> _Work required_: Make an exact copy of the listing below.

> _Data for processing_:
START

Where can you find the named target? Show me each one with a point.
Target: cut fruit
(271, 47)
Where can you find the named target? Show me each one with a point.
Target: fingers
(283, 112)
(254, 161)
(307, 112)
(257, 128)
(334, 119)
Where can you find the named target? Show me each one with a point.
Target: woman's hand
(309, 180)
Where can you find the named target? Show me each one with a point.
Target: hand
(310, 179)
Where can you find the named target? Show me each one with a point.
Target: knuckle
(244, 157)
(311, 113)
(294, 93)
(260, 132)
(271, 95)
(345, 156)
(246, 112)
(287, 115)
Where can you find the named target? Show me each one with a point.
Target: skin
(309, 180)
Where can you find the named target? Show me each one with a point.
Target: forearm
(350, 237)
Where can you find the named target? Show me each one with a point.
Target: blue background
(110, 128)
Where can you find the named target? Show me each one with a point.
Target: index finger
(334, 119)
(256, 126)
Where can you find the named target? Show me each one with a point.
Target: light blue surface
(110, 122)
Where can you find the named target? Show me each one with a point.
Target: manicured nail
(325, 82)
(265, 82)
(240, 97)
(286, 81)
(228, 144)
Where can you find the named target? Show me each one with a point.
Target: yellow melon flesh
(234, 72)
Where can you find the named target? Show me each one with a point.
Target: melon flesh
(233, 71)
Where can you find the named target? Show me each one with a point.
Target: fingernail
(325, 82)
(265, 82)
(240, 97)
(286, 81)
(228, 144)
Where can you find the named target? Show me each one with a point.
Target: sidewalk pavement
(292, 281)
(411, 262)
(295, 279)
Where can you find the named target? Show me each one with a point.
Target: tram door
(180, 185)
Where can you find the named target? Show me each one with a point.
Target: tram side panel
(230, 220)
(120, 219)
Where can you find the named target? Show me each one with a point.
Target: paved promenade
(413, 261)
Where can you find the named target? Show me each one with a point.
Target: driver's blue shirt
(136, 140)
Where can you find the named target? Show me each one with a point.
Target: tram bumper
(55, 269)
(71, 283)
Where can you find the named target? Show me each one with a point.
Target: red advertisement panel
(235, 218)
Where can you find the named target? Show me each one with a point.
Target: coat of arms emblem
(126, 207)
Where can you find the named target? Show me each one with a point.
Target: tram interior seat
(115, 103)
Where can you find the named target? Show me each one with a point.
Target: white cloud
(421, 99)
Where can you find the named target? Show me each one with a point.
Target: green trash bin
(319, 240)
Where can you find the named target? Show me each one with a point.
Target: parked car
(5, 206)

END

> _Response to the task_:
Where can you find the named target? Show me each one with a point.
Target: cut fruit
(271, 47)
Where can you find the named target? Show me each one with a point.
Target: fingers
(283, 112)
(254, 161)
(307, 112)
(257, 128)
(334, 119)
Where can you find the named target? Show me each one with a point.
Target: woman's hand
(309, 180)
Where can you find the named target? Show me each one with a point.
Target: hand
(310, 179)
Where can you find the named target? Show me each one with a point.
Target: knuckle
(244, 157)
(311, 113)
(294, 93)
(260, 132)
(271, 95)
(345, 156)
(246, 112)
(287, 115)
Where can you find the named target? Show me each one with a point.
Target: skin
(309, 180)
Where can you find the named target? Show me each one with a point.
Target: forearm
(350, 237)
Where can you find the named target? Show me each one with a point.
Target: blue background
(110, 128)
Where can you find the named target? Show me each one with a point.
Target: index finger
(334, 119)
(256, 126)
Where can you find the named target? Show me each one with a point.
Target: light blue surface
(110, 122)
Where can you find the named target? Show me each one with a point.
Target: manicured nail
(325, 82)
(265, 82)
(240, 97)
(286, 81)
(228, 144)
Where can you find the named target? Show me each one with a point.
Target: yellow melon flesh
(234, 72)
Where can you find the named target? Show me each one with a point.
Target: melon flesh
(233, 71)
Where can you find the named target? Show me each one with a point.
Target: fingernail
(325, 82)
(265, 82)
(240, 97)
(286, 81)
(228, 144)
Where can you find the named target? Show me each one with a point.
Target: sidewalk pavement
(292, 281)
(411, 262)
(295, 279)
Where can you find the named target? Show me each one with a point.
Target: tram door
(180, 185)
Where can you find the named target? Show me each one with a point.
Target: tram side panel
(230, 220)
(120, 219)
Where can you find the named target? Show me each one with a point.
Target: paved promenade
(413, 261)
Where can you find the named target? Show me each one with a point.
Target: driver's blue shirt
(136, 140)
Where can you find the named target? Show me each one with a point.
Target: tram bumper
(55, 269)
(71, 283)
Where can you find the named target? Show me each one with a point.
Target: red advertisement panel
(235, 218)
Where can you find the named target? Show me each one with a point.
Target: coat of arms emblem
(126, 207)
Where can you find the named target? Show me each one with a point.
Target: tram interior seat
(115, 103)
Where can you find the named target? Show me each one with a point.
Target: white cloud
(421, 99)
Where can you find the named target? Show me each one with a point.
Target: green trash bin
(319, 240)
Where can you find the named target? Show me each one with a point.
Target: parked car
(5, 206)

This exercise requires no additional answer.